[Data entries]

::::::

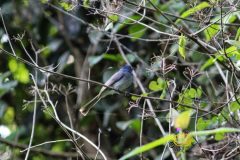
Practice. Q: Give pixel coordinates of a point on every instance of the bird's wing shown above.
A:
(115, 78)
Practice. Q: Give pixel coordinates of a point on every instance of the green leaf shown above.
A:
(86, 3)
(211, 31)
(136, 31)
(172, 137)
(158, 85)
(134, 98)
(93, 60)
(183, 119)
(20, 72)
(113, 57)
(234, 43)
(66, 5)
(234, 106)
(182, 45)
(8, 117)
(113, 17)
(208, 63)
(201, 124)
(219, 136)
(151, 145)
(194, 10)
(237, 38)
(192, 93)
(135, 124)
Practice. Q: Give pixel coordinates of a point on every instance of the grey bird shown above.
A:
(121, 80)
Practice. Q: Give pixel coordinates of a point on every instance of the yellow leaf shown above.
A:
(183, 119)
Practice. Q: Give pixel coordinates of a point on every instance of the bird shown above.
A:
(121, 80)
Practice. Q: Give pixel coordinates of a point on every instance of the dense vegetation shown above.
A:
(56, 55)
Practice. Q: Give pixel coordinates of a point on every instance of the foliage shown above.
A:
(56, 55)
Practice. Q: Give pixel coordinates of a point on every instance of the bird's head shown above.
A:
(127, 68)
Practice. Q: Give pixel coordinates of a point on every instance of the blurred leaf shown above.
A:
(234, 43)
(3, 106)
(183, 119)
(136, 31)
(86, 3)
(184, 140)
(134, 124)
(8, 117)
(174, 115)
(158, 85)
(149, 146)
(237, 38)
(58, 147)
(194, 10)
(182, 45)
(113, 17)
(123, 125)
(113, 57)
(211, 31)
(234, 106)
(20, 72)
(93, 60)
(66, 5)
(219, 136)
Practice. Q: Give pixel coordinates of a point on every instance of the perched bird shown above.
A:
(121, 80)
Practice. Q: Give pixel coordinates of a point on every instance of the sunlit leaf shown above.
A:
(149, 146)
(113, 17)
(20, 72)
(237, 38)
(219, 136)
(136, 31)
(182, 45)
(8, 117)
(193, 10)
(183, 120)
(158, 85)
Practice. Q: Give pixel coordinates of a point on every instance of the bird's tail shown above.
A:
(89, 105)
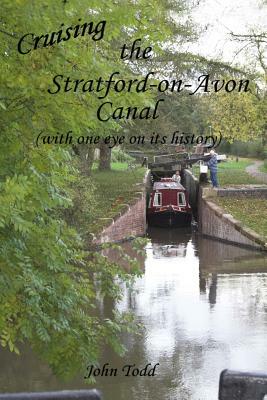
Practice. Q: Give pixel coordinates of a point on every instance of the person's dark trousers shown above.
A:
(213, 178)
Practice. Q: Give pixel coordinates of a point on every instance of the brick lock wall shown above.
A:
(131, 223)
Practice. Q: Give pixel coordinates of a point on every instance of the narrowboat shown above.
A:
(168, 205)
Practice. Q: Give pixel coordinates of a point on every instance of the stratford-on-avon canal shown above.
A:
(203, 307)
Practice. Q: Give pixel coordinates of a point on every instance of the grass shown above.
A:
(114, 189)
(251, 212)
(263, 168)
(233, 173)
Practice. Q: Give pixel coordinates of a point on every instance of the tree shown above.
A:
(49, 285)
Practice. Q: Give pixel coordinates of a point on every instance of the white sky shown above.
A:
(223, 16)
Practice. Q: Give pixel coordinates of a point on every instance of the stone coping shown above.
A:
(238, 225)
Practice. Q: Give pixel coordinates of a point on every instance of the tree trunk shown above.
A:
(105, 157)
(86, 156)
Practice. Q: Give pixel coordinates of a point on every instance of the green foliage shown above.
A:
(118, 155)
(49, 287)
(251, 149)
(252, 212)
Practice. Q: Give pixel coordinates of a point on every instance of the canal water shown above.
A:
(203, 308)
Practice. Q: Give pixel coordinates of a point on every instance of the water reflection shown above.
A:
(203, 306)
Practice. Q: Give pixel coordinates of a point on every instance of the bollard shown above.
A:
(60, 395)
(235, 385)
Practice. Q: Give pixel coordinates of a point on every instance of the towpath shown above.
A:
(253, 170)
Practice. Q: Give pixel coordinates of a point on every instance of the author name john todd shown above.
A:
(126, 370)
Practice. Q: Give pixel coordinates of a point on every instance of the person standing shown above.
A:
(212, 164)
(176, 177)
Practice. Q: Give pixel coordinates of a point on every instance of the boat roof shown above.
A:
(167, 184)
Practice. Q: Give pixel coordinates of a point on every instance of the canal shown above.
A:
(203, 307)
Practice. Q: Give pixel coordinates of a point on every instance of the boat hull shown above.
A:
(169, 218)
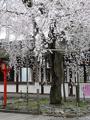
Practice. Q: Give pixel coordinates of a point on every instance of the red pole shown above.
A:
(5, 84)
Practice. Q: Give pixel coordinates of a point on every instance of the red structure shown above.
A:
(4, 69)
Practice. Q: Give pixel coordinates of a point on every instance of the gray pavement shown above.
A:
(13, 116)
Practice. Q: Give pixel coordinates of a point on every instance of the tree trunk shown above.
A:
(57, 78)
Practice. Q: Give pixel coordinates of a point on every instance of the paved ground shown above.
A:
(12, 116)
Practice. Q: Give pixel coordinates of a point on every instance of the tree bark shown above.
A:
(57, 78)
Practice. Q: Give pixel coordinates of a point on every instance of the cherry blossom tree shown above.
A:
(57, 27)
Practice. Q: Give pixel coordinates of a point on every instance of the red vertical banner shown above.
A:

::::::

Exercise
Isolate the lines above that contain the word "green" and copy them.

Solution to this problem
Practice. Q: Give pixel coordinates of a point on every instance of the green leaf shown above.
Practice. Q: Give pixel coordinates of a point on every instance of the green foliage shown above.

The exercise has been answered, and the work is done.